Live and Learn is an album by Elkie Brooks, released in 1979.

Background 
Released on the back of two singles ("Don't Cry Out Loud" and "The Runaway"), A&M released Live and Learn choosing to omit these songs. Leiber & Stoller returned as producers for the album and gave it a distinct funk and disco feel which, after the middle of the road offerings of the non-album singles, perhaps alienated some of her fanbase. Neither of the singles from this album made the charts which made promotion for this album problematic. As Elkie had become pregnant during the recording A&M, decided to pull back the promotion even further. However, she did continue to perform live until late in her pregnancy.

Single releases 
 "He Could Have Been An Army" (1979)
 "Falling Star" (1979)

Details 
Recorded in 1979 at The Record Plant in Los Angeles, USA. Mastered at A&M Studios, Hollywood, USA.
Live and Learn reached number 34 and remained in the UK charts for 6 weeks.
 Available on CD, paired with its predecessor Shooting Star.

Track listing 
 "Viva La Money" (Allen Toussaint) - (3:23)

• Entries supplied:
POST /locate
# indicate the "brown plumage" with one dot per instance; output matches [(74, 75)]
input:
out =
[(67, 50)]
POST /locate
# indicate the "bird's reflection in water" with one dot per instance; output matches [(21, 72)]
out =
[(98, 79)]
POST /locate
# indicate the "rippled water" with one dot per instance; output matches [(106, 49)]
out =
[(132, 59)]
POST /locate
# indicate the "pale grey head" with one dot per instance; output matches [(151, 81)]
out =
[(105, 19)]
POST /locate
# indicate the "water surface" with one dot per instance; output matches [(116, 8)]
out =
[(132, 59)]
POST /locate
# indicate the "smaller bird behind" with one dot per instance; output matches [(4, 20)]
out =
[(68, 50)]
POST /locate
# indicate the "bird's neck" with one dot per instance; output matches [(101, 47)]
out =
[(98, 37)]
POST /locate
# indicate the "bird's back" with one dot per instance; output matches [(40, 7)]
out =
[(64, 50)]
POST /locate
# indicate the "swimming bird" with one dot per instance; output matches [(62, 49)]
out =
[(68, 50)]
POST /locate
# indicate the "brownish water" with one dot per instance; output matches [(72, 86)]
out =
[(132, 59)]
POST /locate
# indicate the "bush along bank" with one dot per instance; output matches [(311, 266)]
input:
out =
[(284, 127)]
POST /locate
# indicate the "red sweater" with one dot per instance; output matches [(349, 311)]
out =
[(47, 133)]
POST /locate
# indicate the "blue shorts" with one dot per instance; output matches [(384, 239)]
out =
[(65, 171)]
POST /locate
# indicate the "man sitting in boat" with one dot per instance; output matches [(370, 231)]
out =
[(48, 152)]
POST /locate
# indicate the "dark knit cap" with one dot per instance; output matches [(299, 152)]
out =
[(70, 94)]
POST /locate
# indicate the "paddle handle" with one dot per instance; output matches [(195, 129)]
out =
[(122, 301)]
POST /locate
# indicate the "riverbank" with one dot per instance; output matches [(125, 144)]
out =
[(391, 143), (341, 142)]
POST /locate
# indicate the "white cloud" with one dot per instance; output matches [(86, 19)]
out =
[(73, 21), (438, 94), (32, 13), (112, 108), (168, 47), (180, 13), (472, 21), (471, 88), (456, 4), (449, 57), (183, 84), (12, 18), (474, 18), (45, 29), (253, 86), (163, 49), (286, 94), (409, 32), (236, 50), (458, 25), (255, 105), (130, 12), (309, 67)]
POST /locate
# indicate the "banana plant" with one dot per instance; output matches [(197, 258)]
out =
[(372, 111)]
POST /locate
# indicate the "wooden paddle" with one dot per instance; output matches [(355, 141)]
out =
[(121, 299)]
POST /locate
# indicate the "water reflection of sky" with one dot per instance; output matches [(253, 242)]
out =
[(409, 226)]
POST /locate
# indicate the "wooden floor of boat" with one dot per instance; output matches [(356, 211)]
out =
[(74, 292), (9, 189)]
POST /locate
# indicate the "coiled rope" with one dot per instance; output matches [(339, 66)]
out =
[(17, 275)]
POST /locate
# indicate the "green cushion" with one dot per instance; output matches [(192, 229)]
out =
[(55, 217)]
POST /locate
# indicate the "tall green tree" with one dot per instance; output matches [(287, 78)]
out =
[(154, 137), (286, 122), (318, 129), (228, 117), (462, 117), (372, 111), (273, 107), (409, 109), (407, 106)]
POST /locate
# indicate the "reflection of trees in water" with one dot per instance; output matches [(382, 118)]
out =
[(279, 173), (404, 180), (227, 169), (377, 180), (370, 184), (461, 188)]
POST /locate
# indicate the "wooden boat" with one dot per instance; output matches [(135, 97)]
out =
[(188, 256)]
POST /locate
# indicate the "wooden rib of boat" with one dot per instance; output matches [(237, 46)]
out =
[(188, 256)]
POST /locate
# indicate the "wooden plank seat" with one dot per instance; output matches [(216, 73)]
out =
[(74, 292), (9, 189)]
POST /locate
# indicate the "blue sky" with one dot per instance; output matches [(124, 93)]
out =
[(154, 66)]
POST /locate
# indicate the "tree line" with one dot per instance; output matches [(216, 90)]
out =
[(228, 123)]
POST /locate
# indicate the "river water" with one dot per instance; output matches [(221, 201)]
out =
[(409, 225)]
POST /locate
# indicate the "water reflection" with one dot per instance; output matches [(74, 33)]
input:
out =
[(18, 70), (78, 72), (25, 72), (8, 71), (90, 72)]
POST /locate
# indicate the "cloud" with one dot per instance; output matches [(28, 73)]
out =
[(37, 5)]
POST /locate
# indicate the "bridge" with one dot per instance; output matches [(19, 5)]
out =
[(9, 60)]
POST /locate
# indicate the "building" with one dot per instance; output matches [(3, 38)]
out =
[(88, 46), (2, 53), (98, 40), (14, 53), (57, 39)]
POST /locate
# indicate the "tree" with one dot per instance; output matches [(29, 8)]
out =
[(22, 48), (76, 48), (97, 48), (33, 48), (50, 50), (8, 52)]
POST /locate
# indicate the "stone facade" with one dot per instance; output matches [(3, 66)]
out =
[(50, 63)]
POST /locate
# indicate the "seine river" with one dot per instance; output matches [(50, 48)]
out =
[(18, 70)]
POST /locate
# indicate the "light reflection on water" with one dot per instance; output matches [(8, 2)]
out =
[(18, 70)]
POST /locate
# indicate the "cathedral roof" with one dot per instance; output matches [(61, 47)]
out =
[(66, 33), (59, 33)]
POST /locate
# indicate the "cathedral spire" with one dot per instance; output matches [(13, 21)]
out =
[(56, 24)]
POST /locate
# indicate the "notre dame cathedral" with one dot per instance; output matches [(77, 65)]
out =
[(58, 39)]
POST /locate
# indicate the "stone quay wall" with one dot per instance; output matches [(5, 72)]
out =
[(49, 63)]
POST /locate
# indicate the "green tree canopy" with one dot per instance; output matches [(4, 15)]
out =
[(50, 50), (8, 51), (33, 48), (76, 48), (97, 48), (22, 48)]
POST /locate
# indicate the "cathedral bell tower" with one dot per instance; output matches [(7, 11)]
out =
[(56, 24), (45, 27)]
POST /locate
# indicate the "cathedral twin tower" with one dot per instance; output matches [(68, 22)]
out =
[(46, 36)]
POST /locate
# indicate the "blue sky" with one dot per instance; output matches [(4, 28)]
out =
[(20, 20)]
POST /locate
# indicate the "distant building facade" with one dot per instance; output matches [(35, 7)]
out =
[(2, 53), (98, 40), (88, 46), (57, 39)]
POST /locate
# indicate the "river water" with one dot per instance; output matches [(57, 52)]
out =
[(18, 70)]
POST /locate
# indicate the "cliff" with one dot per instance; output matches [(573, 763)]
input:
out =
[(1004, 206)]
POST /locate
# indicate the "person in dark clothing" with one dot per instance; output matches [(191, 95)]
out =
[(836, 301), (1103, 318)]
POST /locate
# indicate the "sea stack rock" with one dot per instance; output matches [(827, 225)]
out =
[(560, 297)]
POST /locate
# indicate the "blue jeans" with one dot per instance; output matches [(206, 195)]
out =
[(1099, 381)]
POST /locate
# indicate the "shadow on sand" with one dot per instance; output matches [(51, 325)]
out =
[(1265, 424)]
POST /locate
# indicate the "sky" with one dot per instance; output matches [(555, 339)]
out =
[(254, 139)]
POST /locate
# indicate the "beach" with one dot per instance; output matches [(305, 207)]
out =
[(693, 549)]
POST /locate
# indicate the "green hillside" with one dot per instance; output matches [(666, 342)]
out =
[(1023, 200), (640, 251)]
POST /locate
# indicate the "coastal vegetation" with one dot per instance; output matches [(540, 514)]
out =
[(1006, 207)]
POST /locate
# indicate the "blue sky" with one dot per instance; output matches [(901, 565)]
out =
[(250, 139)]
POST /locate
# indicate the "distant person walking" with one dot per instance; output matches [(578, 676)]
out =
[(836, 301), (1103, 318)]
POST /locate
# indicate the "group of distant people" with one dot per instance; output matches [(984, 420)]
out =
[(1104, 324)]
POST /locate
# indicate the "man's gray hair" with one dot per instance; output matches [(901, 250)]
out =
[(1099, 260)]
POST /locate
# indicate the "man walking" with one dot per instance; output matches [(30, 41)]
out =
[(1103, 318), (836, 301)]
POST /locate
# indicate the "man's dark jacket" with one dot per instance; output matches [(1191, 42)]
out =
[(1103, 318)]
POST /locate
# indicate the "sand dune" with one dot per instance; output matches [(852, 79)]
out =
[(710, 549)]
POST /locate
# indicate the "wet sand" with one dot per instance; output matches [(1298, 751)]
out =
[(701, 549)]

• Exercise set:
**a.** From the text about Live and Learn, pull out the passage that opens with the words "Live and Learn is" and ends after the words "in her pregnancy.".
**b.** Decide whether each statement agrees with the text about Live and Learn, answering yes or no and quoting the words of the text that settle it: (i) Leiber & Stoller produced the album. (ii) The album stayed in the UK charts for 10 weeks. (iii) The album was mastered at The Record Plant.

• Solution set:
**a.**
Live and Learn is an album by Elkie Brooks, released in 1979.

Background 
Released on the back of two singles ("Don't Cry Out Loud" and "The Runaway"), A&M released Live and Learn choosing to omit these songs. Leiber & Stoller returned as producers for the album and gave it a distinct funk and disco feel which, after the middle of the road offerings of the non-album singles, perhaps alienated some of her fanbase. Neither of the singles from this album made the charts which made promotion for this album problematic. As Elkie had become pregnant during the recording A&M, decided to pull back the promotion even further. However, she did continue to perform live until late in her pregnancy.

**b.**
(i) Yes: "Leiber & Stoller returned as producers for the album"
(ii) No: "remained in the UK charts for 6 weeks"
(iii) No: "Mastered at A&M Studios, Hollywood, USA."